▶ Directions for this task
Starting with the first of the lines below and going on through the line with "[[469, 197], [256, 150]]", write out every line again, shifting each point coordinate in the answers by -72. Leave the pictures out.

▶ Provided entries
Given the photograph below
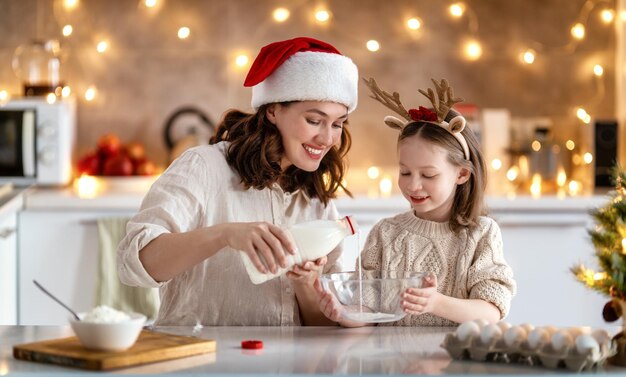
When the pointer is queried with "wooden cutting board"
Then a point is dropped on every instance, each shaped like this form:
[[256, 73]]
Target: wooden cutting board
[[150, 347]]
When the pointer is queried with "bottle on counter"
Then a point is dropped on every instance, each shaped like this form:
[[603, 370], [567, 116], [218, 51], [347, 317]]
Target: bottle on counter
[[314, 239]]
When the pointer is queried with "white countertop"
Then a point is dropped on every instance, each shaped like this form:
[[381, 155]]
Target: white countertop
[[290, 351]]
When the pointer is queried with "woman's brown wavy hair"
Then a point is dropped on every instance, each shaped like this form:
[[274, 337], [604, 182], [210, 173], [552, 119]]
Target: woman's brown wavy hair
[[469, 197], [256, 150]]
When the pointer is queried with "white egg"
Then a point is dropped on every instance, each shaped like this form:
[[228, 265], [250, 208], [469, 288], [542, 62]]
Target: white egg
[[550, 329], [490, 333], [562, 340], [528, 327], [503, 325], [576, 331], [601, 336], [514, 335], [585, 343], [467, 330], [481, 322], [537, 337]]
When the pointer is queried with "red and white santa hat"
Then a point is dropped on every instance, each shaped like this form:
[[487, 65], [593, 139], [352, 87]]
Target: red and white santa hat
[[302, 69]]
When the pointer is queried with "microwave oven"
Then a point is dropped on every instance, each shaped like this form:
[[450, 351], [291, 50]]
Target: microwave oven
[[37, 141]]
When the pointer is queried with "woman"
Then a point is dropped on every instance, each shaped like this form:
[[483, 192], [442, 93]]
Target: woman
[[264, 171]]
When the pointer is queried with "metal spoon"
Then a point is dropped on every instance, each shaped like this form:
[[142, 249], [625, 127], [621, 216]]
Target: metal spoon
[[56, 299]]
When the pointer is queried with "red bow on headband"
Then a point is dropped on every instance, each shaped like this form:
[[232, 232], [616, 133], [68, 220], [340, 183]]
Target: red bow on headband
[[423, 114]]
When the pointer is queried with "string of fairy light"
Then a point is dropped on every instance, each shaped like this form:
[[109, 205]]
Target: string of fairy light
[[471, 49]]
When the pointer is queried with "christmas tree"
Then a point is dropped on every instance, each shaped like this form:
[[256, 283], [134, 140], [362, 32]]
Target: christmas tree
[[609, 241]]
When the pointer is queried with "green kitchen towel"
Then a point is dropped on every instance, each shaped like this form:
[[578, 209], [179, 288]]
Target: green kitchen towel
[[110, 290]]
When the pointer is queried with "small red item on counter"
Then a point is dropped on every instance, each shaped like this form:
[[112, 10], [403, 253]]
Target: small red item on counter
[[252, 344]]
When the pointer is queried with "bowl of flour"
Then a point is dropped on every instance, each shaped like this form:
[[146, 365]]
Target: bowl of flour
[[371, 296], [107, 329]]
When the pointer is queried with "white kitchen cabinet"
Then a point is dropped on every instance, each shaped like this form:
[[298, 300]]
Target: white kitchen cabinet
[[59, 249], [8, 269]]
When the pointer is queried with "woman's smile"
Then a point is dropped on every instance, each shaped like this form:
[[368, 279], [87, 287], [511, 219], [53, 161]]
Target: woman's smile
[[314, 153]]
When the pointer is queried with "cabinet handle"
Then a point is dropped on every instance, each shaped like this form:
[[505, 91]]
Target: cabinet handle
[[6, 232]]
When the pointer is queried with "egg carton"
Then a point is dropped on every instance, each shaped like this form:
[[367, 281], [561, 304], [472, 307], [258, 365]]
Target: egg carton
[[546, 354]]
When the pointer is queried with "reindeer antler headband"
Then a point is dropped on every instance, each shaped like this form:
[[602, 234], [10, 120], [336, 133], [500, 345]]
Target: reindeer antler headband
[[442, 103]]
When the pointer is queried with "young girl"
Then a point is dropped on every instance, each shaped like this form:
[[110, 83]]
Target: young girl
[[266, 170], [442, 175]]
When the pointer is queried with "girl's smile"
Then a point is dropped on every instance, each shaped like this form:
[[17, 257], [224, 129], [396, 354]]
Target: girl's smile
[[427, 178]]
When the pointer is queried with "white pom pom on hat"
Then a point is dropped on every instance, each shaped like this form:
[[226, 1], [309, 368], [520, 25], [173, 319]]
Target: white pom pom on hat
[[302, 69]]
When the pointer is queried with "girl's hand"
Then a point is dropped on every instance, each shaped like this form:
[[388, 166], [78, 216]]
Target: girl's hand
[[307, 272], [266, 244], [421, 300]]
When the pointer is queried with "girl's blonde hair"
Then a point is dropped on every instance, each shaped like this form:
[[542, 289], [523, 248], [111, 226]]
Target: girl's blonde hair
[[468, 204]]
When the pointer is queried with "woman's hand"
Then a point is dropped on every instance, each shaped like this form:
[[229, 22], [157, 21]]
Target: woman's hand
[[266, 244], [421, 300], [329, 306], [307, 272]]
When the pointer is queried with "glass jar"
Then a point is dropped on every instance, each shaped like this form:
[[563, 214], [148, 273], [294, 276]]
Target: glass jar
[[38, 66]]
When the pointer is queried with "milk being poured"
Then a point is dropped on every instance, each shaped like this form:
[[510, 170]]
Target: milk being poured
[[314, 239]]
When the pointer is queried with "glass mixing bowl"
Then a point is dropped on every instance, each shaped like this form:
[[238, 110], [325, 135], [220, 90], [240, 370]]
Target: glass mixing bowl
[[373, 297]]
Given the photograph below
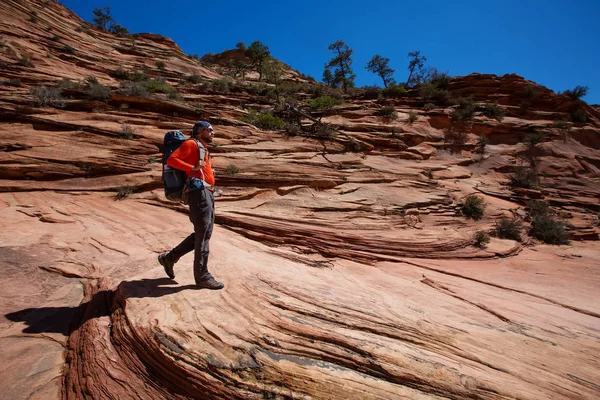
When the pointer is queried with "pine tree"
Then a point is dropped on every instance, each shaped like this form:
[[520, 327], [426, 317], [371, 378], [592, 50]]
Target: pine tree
[[338, 71], [380, 67]]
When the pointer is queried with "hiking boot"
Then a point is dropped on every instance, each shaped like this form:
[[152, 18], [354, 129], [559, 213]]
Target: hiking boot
[[210, 283], [167, 264]]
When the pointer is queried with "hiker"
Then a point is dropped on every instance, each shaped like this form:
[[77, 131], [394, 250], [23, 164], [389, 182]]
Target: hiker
[[200, 187]]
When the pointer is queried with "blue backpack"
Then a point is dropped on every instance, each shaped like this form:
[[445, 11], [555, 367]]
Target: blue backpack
[[174, 180]]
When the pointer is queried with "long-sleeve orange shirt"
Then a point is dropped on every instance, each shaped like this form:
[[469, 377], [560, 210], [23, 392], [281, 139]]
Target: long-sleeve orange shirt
[[187, 156]]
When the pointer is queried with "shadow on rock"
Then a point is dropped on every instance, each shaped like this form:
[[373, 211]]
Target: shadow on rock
[[65, 320]]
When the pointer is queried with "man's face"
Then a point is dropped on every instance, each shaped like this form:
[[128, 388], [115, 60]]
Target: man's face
[[208, 134]]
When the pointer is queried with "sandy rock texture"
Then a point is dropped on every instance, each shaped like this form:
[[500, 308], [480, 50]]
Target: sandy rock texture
[[349, 270]]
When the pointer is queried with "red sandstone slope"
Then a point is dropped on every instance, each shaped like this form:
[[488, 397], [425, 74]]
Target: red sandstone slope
[[348, 273]]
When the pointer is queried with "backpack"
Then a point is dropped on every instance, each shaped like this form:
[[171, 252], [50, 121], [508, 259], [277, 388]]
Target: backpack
[[174, 180]]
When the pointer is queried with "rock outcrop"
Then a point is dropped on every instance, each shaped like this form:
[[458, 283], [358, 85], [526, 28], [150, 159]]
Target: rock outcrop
[[348, 272]]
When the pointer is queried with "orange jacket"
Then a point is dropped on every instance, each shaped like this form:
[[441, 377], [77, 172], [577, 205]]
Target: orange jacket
[[186, 157]]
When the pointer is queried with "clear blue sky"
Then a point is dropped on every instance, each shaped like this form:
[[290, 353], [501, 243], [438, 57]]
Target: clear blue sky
[[555, 43]]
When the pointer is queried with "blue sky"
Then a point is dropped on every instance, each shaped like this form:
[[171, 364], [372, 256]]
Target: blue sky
[[555, 43]]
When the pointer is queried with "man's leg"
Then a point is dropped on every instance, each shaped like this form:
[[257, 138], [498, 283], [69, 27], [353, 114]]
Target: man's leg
[[202, 214]]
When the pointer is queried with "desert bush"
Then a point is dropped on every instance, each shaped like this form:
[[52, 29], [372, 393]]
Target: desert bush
[[121, 74], [44, 96], [577, 92], [509, 228], [124, 191], [394, 91], [473, 207], [387, 113], [100, 92], [412, 116], [524, 177], [481, 239], [578, 115], [548, 230], [493, 110], [265, 120], [127, 132], [25, 61], [431, 93], [231, 169], [139, 77], [324, 103], [371, 92], [135, 89], [465, 110]]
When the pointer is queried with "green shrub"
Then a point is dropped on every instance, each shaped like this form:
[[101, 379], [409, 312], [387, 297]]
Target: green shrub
[[548, 230], [68, 49], [100, 92], [135, 89], [481, 239], [494, 111], [465, 110], [431, 93], [524, 177], [387, 113], [394, 91], [231, 169], [265, 120], [44, 96], [25, 61], [121, 74], [577, 92], [127, 132], [578, 115], [473, 207], [124, 191], [324, 103], [509, 228]]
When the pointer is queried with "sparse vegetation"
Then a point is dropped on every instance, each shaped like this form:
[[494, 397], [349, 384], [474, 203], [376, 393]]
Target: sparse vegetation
[[481, 239], [577, 92], [509, 228], [412, 116], [387, 113], [473, 207], [44, 96], [127, 132], [493, 110], [231, 169]]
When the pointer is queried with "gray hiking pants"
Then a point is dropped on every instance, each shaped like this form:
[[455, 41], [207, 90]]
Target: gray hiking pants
[[202, 215]]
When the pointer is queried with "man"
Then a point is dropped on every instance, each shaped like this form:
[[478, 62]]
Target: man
[[201, 182]]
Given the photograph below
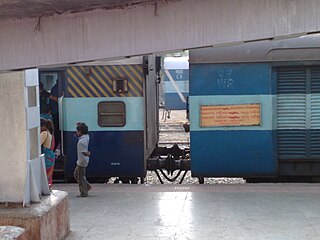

▶ Complete response
Given the photograph below
When the pointer is queried with "wooden cutting board"
Then a point is dropped on every instance, each shaped like this form:
[[256, 73]]
Target: wooden cutting board
[[78, 275]]
When the pointer is queried with "bottle on counter"
Then a point is dropped on every instance, each shaped like this form:
[[603, 370], [567, 116], [218, 51], [347, 317]]
Target: bottle on counter
[[242, 167]]
When the pointer is queried with "white countertop"
Then a point is dropped on every instance, each shaped like this form:
[[381, 155]]
Target: white countertop
[[218, 279]]
When the pointer is queried with "woman's brown wavy hair"
Then a point is dropped on every instance, each shaped like this form:
[[274, 337], [604, 182], [210, 173], [552, 119]]
Target: woman's brown wavy hair
[[397, 125], [184, 78]]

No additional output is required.